Your objective -> Render every line of the listing below as a numbered list, omitting any blank lines.

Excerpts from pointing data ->
━━━━━━━━━━━━━━━━━━━━━━━━━━━━━━

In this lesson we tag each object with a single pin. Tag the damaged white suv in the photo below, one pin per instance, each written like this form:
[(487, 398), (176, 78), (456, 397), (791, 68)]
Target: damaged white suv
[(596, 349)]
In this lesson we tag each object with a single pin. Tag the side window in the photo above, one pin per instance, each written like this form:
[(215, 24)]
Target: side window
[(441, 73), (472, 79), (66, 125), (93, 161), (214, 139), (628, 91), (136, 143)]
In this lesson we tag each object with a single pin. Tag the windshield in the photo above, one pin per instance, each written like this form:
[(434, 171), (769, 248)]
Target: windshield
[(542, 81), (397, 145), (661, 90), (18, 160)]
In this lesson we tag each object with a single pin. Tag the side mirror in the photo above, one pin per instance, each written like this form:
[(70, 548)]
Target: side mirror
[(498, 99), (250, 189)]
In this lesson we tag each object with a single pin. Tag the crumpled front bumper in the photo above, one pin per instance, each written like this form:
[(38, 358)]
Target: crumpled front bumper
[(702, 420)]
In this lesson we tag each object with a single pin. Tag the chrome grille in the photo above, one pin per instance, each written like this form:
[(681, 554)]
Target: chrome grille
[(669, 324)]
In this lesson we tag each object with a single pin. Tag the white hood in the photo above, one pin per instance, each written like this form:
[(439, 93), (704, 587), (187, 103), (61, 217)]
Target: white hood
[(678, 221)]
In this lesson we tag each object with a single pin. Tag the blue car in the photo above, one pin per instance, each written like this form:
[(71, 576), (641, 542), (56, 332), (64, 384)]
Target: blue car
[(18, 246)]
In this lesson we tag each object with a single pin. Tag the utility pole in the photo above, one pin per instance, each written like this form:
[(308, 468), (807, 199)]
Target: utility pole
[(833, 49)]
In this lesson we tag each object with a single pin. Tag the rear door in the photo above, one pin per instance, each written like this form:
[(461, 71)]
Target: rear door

━━━━━━━━━━━━━━━━━━━━━━━━━━━━━━

Expected answer ->
1. In this lesson we tag each object with a single pin. Tag the damaged white suv in the photo below, one pin per instance, each written like this form:
2. [(487, 398), (176, 78), (456, 397), (791, 68)]
3. Target: damaged white suv
4. [(596, 349)]
5. In this lesson we tag each object with a single pin. Tag the side window in the photo above, one pin per instance, each written like this form:
6. [(215, 24)]
7. Target: side window
8. [(441, 73), (472, 79), (66, 125), (93, 161), (214, 139), (628, 91), (136, 143)]
9. In this lesson we tag each object with a single pin. Tag the windshield in the photo above, one pin per instance, each written like this form:
10. [(434, 171), (769, 248)]
11. Target: windshield
12. [(542, 81), (397, 145), (661, 90), (18, 160)]
13. In this lesson we tag each object with a single pin. Tag the side mirror in the photo above, one pin per instance, each written like this form:
14. [(70, 548)]
15. Target: side mirror
16. [(498, 99), (250, 189)]
17. In this lesson we tag each object with a single pin. Tag the crumpled front bumper in the photo above, one pin per instance, each written like this form:
18. [(38, 358)]
19. Target: crumpled front bumper
20. [(702, 420)]
21. In this lesson we tag each object with a single pin. Tag the chrome grille in the photo above, one pin per instance, each written like this form:
22. [(681, 554)]
23. Target: chrome grille
24. [(669, 324)]
25. In this lesson we tag each object with a single pin. Tag the white hood in the photo above, one pin per instance, each written like this form:
26. [(439, 93), (704, 587), (187, 103), (61, 217)]
27. Target: white hood
28. [(678, 221)]
29. In this lesson we tag each object with a single pin. Tag the blue car in the photo above, one pin per instance, each written like this form:
30. [(71, 576), (641, 542), (56, 332), (64, 384)]
31. Target: blue car
32. [(18, 246)]
33. In this lesson we tag each object with a single pin. Tag the utility pole in the photo above, one pin per instance, each written like this form:
34. [(308, 468), (807, 199)]
35. Target: utility pole
36. [(833, 49)]
37. In this lesson we tag each object with a single pin. Tag the rear door in the photo above, one pin per instance, each written like this form:
38. [(461, 71)]
39. Target: rear door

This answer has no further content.